(Point localization data)
· · · · · · ·
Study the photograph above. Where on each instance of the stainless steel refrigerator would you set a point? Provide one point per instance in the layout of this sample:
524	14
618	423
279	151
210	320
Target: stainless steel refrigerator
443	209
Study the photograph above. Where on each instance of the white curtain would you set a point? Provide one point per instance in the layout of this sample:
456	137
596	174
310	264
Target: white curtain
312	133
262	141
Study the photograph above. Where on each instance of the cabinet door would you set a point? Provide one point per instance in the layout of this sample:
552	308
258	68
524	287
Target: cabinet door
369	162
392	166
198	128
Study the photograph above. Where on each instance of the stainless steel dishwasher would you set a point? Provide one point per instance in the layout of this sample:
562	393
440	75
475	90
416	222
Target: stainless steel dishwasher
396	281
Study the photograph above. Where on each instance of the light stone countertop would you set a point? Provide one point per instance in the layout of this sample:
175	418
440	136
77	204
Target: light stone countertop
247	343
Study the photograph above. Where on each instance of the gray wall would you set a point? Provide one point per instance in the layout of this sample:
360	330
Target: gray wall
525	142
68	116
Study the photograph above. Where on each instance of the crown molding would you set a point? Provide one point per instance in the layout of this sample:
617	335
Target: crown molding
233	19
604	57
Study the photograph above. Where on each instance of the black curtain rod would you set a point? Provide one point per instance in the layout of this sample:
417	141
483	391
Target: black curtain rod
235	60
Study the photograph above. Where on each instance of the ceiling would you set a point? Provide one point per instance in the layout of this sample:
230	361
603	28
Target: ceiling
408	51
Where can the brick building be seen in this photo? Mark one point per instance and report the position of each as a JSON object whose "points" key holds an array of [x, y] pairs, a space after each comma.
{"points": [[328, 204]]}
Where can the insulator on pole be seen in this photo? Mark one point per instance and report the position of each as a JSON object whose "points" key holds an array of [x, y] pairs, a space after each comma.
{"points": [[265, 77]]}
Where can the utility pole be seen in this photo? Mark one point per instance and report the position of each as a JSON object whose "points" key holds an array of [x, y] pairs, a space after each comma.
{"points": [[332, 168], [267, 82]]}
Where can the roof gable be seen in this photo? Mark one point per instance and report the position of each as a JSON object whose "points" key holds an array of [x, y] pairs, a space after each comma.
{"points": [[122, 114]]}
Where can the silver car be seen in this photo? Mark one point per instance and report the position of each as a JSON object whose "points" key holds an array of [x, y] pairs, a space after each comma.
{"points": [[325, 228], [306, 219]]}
· · · · · · ·
■ Problem requirements:
Retype every record above exactly as it appears.

■ Result for this exercise:
Study the photograph above. Where on each instance of the stainless steel refrigerator would you set a point? Provide one point per instance in the layout of this sample:
524	14
618	423
279	151
210	320
Target: stainless steel refrigerator
443	209
Study the photograph above. Where on each instance of the white curtain would you set a point? Provide one point per instance in the layout of this sample:
456	137
596	174
310	264
Target: white curtain
312	133
262	141
Study the photograph above. Where on each instance of the cabinet door would you set a point? Provide one point per instance in the layout of this sample:
552	308
258	68
524	287
Target: cabinet door
369	162
392	166
198	128
Study the photograph above. Where on each instance of the stainless steel dishwasher would you set a point? Provide one point per instance in the layout of this sample:
562	393
440	75
475	90
416	222
Target: stainless steel dishwasher
396	281
Study the photograph above. Where on each instance of the light stone countertop would you set a point? Provide one point per instance in the layout of this sample:
175	418
440	136
77	204
Target: light stone countertop
247	343
Study the photograph above. Where on each instance of the gray wall would you set a point? Provide one point per instance in the layout of this sample:
360	330
Target: gray wall
525	142
68	116
Study the photograph above. Where on each instance of the crown molding would you set a point? Provide one point per instance in the layout of this sample:
617	335
Target: crown molding
233	19
604	57
Study the photograph above. Where on each instance of the black curtain rod would you set a point? Provide one point per instance in the layout of this sample:
417	141
483	391
Target: black curtain rod
235	60
Study the photograph above. Where on each instance of the ceiling would you set a point? Provide one point per instance in the layout of this sample:
230	361
603	28
Target: ceiling
408	51
Where can the brick building be seen in this photo? Mark one point per instance and report the position of each as a JSON object whose "points" key holds an array of [x, y] pairs, a space after each comma.
{"points": [[328, 204]]}
Where can the insulator on pole be seen in this photo? Mark one point per instance and report the position of each as a JSON object whose "points" key holds an array of [x, y] pairs, a space after each comma.
{"points": [[265, 77]]}
Where can the utility pole be seen in this photo? Mark one point per instance and report the position of each as a JSON object whose "points" key holds an array of [x, y] pairs, a space after each comma.
{"points": [[332, 168], [267, 82]]}
Where can the roof gable be seen in this photo? Mark one point per instance and report the position of each as a JSON object whose "points" key holds an array of [x, y] pairs, a space after each comma.
{"points": [[122, 114]]}
Where can the silver car be seen in this photo? Mark one point per instance and report the position of each as a JSON object whose "points" key holds an array of [x, y] pairs, a space after each comma.
{"points": [[325, 228], [306, 219]]}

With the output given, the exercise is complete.